Task item: Find the lines below that contain the string "uniform", count them, and give only the number.

Saved entries:
§ §

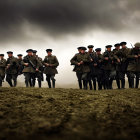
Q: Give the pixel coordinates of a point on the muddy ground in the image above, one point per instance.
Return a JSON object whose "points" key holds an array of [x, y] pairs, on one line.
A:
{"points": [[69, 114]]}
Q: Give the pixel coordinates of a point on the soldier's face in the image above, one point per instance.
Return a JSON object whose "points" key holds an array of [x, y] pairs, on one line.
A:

§ §

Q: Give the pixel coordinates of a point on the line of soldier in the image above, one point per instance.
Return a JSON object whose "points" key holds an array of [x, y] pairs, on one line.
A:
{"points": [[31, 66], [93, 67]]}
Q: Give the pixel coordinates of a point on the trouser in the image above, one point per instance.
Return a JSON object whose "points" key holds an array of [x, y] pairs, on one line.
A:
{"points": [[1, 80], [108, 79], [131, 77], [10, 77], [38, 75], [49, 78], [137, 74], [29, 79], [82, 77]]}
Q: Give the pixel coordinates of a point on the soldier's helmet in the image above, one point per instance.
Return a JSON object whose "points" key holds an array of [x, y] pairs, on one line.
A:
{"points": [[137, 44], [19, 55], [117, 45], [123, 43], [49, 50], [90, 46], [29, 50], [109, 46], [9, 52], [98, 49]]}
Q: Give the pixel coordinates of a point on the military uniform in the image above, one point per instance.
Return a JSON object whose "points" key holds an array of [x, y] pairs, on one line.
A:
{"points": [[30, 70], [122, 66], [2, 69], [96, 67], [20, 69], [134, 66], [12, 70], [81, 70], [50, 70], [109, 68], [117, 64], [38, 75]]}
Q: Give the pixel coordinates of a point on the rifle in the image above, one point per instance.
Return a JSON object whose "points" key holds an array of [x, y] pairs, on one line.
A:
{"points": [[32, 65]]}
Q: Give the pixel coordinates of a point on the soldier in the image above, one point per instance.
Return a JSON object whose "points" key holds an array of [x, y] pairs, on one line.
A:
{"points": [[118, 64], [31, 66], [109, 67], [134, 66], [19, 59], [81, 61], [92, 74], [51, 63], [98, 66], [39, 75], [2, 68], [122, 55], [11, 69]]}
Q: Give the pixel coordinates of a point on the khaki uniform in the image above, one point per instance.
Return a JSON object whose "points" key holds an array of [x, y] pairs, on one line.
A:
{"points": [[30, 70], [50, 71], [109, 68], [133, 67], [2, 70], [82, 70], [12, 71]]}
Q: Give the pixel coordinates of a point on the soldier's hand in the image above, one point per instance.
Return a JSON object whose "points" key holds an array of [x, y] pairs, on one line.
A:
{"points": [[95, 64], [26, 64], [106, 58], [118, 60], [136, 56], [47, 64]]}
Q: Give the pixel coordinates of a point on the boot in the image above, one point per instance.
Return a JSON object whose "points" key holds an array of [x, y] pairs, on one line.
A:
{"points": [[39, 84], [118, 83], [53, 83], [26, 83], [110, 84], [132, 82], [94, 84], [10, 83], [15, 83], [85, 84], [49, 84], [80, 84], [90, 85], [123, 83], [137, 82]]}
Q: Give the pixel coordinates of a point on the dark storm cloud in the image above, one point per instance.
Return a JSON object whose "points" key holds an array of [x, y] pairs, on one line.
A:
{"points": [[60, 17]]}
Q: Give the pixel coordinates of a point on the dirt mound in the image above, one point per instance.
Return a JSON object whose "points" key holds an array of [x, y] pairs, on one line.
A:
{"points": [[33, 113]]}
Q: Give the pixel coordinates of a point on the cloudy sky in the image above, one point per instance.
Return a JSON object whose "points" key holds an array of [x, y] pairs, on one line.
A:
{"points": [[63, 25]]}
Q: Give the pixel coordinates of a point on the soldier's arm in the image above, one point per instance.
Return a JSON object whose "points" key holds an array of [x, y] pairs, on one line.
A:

§ §

Your solution: 2